▶ **Dataset excerpt**
>> START
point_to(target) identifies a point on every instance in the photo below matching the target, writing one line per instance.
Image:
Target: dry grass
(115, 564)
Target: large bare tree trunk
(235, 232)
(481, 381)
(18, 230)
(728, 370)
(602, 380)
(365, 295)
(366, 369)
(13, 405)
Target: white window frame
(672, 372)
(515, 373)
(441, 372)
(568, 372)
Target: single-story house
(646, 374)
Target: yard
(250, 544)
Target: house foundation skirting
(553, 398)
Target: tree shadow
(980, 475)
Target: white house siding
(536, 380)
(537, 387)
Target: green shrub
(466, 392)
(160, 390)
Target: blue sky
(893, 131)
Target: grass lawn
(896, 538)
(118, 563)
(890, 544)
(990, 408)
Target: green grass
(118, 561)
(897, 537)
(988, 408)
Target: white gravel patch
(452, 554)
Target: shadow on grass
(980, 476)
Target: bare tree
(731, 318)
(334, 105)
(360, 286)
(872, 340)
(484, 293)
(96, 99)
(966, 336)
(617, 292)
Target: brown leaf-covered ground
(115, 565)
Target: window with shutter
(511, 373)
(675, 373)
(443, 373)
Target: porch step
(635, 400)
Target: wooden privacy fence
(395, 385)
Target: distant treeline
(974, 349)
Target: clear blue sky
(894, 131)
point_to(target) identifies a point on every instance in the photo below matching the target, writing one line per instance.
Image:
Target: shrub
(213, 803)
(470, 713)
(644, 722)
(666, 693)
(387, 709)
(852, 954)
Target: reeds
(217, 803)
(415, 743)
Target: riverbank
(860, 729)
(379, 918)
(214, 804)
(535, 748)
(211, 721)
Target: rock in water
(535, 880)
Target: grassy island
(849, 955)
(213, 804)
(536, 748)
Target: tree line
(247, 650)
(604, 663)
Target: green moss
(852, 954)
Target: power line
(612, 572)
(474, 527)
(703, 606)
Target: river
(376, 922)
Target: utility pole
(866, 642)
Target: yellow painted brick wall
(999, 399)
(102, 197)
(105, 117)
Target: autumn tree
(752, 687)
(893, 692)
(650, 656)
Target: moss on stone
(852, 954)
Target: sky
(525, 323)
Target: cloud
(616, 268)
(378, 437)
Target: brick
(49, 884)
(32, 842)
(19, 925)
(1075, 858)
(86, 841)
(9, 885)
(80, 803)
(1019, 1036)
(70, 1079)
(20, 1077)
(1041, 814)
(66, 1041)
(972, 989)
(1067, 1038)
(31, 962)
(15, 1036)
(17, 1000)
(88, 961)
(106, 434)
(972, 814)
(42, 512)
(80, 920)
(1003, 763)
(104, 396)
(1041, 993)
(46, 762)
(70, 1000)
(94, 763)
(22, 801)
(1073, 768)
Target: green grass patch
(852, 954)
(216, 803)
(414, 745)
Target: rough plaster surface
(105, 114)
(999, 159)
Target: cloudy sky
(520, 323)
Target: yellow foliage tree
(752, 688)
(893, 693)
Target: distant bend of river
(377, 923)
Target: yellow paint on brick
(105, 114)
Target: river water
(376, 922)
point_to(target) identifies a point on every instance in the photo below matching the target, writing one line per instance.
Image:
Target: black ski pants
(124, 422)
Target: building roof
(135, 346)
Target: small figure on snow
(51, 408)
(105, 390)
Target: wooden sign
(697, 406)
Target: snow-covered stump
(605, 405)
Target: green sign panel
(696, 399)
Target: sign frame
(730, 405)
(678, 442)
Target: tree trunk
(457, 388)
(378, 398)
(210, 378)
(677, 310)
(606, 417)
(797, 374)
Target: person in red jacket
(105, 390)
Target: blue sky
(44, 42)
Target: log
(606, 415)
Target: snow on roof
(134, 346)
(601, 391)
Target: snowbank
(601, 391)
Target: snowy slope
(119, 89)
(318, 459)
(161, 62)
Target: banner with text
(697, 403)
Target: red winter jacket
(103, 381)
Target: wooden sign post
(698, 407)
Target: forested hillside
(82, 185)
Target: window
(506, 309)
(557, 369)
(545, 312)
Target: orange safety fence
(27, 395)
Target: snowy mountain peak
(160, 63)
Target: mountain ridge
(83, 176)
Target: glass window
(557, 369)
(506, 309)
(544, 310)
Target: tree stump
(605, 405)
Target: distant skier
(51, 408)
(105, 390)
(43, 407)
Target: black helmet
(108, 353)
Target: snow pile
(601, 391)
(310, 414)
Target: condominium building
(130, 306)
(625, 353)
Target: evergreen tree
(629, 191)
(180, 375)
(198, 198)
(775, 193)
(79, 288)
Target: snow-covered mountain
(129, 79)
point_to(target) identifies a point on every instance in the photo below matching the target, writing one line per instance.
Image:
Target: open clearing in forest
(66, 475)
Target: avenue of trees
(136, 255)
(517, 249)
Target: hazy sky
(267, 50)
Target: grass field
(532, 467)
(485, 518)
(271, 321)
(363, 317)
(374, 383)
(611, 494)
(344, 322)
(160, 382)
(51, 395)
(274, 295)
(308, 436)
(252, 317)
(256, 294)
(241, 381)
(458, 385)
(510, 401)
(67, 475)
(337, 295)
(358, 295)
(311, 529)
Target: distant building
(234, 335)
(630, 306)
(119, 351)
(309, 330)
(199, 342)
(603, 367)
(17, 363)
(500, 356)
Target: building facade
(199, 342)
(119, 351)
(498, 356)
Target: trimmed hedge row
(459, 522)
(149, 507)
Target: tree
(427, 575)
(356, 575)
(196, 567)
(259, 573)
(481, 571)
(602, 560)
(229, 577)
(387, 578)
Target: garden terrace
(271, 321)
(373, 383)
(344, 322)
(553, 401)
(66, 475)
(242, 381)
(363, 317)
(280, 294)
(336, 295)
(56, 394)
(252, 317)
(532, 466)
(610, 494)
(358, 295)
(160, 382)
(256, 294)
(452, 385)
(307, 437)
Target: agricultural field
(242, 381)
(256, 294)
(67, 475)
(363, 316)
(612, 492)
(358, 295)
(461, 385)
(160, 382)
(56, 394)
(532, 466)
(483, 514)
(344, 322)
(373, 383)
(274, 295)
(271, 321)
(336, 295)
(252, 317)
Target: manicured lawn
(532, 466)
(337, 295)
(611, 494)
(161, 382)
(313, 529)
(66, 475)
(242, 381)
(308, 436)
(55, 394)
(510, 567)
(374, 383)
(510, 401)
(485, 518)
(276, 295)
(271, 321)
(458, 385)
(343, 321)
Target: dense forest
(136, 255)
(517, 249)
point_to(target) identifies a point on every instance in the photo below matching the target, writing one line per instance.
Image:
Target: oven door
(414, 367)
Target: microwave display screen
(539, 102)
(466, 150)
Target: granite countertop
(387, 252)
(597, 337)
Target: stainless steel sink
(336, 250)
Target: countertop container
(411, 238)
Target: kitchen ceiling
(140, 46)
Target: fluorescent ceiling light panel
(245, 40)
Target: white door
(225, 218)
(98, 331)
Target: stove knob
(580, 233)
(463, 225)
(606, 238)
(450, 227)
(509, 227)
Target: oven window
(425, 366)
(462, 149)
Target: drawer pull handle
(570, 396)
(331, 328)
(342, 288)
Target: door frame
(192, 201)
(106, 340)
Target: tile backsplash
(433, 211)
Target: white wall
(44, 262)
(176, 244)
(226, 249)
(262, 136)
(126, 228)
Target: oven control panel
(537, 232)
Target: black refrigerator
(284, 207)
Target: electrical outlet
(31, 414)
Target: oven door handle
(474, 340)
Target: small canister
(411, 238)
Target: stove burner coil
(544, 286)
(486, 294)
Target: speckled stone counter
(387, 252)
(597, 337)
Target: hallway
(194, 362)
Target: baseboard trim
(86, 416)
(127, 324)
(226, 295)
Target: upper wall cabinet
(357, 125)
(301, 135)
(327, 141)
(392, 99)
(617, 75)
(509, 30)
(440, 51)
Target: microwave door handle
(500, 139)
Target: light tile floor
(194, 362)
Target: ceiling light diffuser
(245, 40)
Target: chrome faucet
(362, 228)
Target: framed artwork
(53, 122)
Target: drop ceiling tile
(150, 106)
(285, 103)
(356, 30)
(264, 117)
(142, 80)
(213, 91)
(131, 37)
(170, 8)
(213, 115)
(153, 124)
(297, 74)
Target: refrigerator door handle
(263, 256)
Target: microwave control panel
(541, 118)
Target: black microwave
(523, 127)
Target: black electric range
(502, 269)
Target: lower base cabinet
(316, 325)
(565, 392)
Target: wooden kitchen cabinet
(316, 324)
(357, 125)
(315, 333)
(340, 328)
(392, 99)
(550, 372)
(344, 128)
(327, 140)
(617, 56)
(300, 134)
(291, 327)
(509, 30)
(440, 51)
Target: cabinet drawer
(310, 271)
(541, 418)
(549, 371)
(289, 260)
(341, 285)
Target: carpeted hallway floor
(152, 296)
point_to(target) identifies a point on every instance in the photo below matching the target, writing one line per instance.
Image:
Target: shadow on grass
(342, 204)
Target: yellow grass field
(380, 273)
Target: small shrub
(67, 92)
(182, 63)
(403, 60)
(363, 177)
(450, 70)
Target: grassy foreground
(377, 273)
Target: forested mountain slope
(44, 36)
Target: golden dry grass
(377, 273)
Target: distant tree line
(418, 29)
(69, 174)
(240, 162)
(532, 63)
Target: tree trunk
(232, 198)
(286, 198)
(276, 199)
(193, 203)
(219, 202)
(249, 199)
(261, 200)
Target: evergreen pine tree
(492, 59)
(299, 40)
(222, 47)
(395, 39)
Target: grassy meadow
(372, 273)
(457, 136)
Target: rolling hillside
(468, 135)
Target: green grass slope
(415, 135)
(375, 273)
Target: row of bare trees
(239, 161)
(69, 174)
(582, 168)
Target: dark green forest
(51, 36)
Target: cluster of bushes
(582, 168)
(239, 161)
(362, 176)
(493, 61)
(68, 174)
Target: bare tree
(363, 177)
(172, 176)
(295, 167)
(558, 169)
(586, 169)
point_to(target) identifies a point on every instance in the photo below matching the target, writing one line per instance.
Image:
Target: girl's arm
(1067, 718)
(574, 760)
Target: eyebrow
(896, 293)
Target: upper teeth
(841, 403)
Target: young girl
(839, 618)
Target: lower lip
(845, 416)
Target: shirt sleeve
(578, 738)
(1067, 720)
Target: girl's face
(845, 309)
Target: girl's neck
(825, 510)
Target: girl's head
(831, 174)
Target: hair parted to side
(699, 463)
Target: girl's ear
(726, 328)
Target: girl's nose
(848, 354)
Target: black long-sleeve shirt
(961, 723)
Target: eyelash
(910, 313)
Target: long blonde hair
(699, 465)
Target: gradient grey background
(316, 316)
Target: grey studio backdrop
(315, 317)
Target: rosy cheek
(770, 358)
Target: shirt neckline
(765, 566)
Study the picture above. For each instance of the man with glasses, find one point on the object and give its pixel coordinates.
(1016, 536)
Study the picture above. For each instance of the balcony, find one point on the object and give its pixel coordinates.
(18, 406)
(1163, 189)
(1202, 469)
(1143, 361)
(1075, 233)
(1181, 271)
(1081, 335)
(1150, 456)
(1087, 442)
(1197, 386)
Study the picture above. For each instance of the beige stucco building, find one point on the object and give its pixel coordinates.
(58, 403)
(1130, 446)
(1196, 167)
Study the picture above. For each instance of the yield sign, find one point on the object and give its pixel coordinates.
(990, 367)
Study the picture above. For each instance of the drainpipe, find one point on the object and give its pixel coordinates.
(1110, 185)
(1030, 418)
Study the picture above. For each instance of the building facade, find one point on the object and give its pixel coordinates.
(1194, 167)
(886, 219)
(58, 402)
>> END
▶ **Work instructions**
Transcribe the rows verbatim, starting at the line containing "Target: rosy cheek" and continuing through the final line of the rows, with both ends included.

▶ **Complete response**
Target: rosy cheek
(770, 358)
Target: shirt neckline
(765, 566)
Study the picture above. For each instance of the man with glasses, find one point on the object and give its pixel coordinates.
(1016, 536)
Study the picture above. For each instance of the balcony, find one point on the object and give its pixel coordinates.
(18, 406)
(1163, 189)
(1202, 469)
(1143, 361)
(1075, 233)
(1181, 271)
(1081, 335)
(1150, 456)
(1087, 442)
(1197, 386)
Study the picture above. For each instance of the beige stucco building, find one point on the object and give its pixel coordinates.
(58, 403)
(1130, 446)
(1196, 167)
Study the picture above. For each instance of the yield sign, find one point on the object and give its pixel coordinates.
(990, 367)
Study the picture above. For each instance of the drainpipe, find one point on the object and give its pixel coordinates.
(1110, 185)
(1030, 418)
Study the picture above. For each instance of the building facade, find one point on the object and give its pixel coordinates.
(1194, 167)
(886, 219)
(58, 402)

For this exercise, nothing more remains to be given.